===== EXCERPTED PASSAGE =====
Title: Programming and Optimization of Big Data Applications on Heterogeneous Computing Systems
Subject: Computer and Information Science
Faculty: Faculty of Technology
Date: Thursday 20 December 2018 at 3.00 pm
Place: Room D1136, building D, Växjö
External reviewer: Associate Professor Paweł Czarnul, Gdańsk University of Technology, Poland
Examining committee: Professor Erwin Laure, KTH Royal Institute of Technology, Sweden; Professor Kristian Sandahl, Linköping University, Sweden; Associate Professor Miquel Pericas, Chalmers University of Technology, Sweden
Chairperson: Associate Professor Arianit Kurti, Department of Computer Science and Media Technology, Linnaeus University
Main supervisor: Associate Professor Sabri Pllana, Department of Computer Science and Media Technology, Linnaeus University
Assistant supervisor: Senior Lecturer Jesper Andersson, Department of Computer Science and Media Technology, Linnaeus University
Examiner: Professor Welf Löwe, Department of Computer Science and Media Technology, Linnaeus University
Spikning: Thursday 29 November 2018 at 10.00 am at the University library in Växjö
The next-generation sequencing instruments enable biological researchers to generate voluminous amounts of data. In the near future, it is projected that genomics will be the largest source of big-data. A major challenge of big data is the efficient analysis of very large data sets. Modern heterogeneous parallel computing systems, which comprise multiple CPUs, GPUs, and Intel Xeon Phis, can cope with the requirements of big-data analysis applications. However, utilizing these resources to their highest possible extent demands advanced knowledge of various hardware architectures and programming frameworks. Furthermore, optimized software execution on such systems demands consideration of many compile-time and run-time system parameters.
In this thesis, we study and develop parallel pattern matching algorithms for heterogeneous computing systems. We apply our pattern matching algorithm for DNA sequence analysis. Experimental evaluation results show that our parallel algorithm can achieve more than 50x speedup when executed on host CPUs and more than 30x when executed on Intel Xeon Phi compared to the sequential version executed on the CPU.
Thereafter, we combine machine learning and search-based meta-heuristics to determine near-optimal parameter configurations of parallel matching algorithms for efficient execution on heterogeneous computing systems. We use our approach to distribute the workload of the DNA sequence analysis application across the available host CPUs and accelerating devices and to determine the system configuration parameters of a heterogeneous system that comprise Intel Xeon CPUs and Xeon Phi accelerator. Experimental results show that the execution that uses the resources of both host CPUs and accelerating device outperforms the host-only and the device-only executions.
=====
• _WHAT THE EXERCISE ASKS_:
Rewrite the thesis announcement from "In this thesis, we" to "on the CPU.", replacing "DNA sequence analysis" with "protein sequence analysis".
===== EXTRACTED DATA =====
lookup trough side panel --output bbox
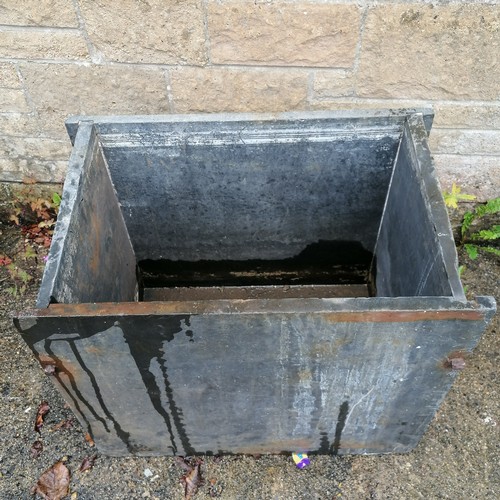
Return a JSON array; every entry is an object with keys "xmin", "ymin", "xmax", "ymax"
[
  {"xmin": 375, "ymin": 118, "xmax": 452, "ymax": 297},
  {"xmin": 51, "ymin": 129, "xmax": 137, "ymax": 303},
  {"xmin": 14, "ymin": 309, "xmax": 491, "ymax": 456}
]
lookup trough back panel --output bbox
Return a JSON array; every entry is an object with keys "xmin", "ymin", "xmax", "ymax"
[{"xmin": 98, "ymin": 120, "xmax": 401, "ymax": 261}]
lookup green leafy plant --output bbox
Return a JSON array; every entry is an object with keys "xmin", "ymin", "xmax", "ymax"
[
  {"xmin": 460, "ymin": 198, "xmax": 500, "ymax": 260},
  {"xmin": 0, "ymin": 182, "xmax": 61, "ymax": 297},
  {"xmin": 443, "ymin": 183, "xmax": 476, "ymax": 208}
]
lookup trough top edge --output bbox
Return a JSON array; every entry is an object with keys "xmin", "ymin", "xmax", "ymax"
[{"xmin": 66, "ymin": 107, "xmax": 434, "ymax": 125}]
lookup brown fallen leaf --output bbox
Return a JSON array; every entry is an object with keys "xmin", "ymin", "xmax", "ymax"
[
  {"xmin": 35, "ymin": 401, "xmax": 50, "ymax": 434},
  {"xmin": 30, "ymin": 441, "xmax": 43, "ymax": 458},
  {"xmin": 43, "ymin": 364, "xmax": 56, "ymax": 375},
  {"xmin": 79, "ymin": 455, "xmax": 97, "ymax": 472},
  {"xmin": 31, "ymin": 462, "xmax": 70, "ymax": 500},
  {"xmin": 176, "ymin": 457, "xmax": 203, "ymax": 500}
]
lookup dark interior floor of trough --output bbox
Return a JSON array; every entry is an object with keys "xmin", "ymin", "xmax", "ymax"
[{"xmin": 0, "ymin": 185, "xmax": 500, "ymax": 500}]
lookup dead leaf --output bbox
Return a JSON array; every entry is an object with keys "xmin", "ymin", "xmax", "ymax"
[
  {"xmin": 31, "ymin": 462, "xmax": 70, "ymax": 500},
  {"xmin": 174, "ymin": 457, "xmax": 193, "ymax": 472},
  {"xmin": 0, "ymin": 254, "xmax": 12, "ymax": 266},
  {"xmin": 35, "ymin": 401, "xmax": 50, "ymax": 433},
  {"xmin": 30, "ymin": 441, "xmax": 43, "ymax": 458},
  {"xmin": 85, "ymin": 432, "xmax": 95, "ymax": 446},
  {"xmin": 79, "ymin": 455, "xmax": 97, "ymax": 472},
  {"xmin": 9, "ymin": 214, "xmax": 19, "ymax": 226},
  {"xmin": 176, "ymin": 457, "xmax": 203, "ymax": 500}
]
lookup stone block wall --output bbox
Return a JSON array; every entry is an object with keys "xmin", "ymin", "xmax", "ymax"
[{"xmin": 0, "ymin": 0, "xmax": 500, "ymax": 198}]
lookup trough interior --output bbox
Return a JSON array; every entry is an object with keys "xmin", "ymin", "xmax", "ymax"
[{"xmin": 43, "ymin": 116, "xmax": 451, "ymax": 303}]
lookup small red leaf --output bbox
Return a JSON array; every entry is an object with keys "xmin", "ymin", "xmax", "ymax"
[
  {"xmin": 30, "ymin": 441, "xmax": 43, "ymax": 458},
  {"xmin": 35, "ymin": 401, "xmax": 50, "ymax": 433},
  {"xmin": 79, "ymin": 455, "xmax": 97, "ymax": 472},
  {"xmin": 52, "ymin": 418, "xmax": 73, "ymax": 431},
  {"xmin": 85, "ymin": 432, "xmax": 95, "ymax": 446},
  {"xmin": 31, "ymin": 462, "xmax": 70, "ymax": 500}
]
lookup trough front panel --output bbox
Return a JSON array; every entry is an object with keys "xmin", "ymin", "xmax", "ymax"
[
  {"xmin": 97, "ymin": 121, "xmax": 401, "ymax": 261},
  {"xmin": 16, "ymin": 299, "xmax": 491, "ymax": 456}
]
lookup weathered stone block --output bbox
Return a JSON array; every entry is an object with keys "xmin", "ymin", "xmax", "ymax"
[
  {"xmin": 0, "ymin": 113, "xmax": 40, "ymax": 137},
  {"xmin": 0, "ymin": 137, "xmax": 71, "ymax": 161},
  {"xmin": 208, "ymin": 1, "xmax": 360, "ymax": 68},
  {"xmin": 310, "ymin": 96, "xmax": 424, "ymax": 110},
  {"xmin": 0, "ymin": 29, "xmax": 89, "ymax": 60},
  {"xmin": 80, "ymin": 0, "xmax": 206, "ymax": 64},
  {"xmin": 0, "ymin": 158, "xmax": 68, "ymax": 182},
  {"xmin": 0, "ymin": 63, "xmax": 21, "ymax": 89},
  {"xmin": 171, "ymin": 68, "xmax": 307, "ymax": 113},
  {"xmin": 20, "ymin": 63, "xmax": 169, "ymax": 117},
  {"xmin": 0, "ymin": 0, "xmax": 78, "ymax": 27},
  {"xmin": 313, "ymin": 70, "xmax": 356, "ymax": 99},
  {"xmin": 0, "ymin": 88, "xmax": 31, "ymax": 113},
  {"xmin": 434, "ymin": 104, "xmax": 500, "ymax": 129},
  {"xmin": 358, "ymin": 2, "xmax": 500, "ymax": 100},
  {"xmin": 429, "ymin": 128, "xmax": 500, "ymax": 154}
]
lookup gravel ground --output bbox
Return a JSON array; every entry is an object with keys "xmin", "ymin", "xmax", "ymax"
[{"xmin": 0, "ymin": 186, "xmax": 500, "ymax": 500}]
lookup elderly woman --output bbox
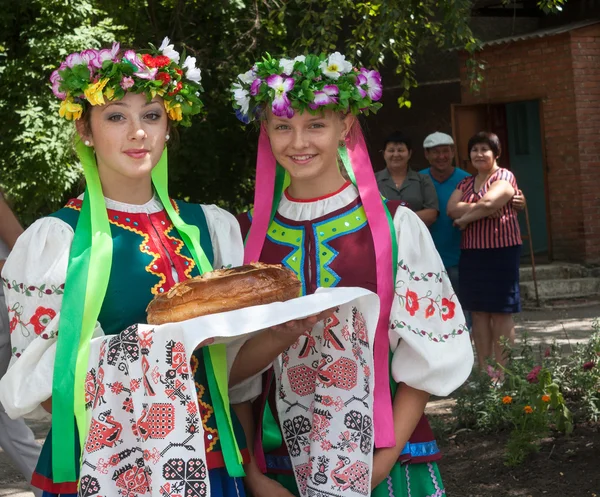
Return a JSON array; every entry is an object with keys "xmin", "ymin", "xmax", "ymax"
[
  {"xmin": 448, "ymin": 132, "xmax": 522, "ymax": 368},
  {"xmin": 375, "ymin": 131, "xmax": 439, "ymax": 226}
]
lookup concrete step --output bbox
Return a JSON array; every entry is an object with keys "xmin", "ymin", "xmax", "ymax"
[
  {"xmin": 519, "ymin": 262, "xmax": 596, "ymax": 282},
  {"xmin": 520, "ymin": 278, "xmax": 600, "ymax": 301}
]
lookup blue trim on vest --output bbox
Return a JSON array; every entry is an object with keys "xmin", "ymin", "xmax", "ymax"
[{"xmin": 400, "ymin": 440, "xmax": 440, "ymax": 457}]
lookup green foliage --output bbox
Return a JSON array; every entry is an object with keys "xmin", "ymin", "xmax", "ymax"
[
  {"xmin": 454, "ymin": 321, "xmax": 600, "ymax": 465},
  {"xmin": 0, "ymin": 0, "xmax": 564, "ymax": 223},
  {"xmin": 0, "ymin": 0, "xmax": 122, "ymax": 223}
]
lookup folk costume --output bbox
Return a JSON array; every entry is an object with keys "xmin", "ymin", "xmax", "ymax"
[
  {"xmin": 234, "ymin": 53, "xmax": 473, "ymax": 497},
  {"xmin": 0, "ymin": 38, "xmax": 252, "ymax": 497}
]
=====
• _PROBLEM SOLUTION_:
In this thesis, we study and develop parallel pattern matching algorithms for heterogeneous computing systems. We apply our pattern matching algorithm for protein sequence analysis. Experimental evaluation results show that our parallel algorithm can achieve more than 50x speedup when executed on host CPUs and more than 30x when executed on Intel Xeon Phi compared to the sequential version executed on the CPU.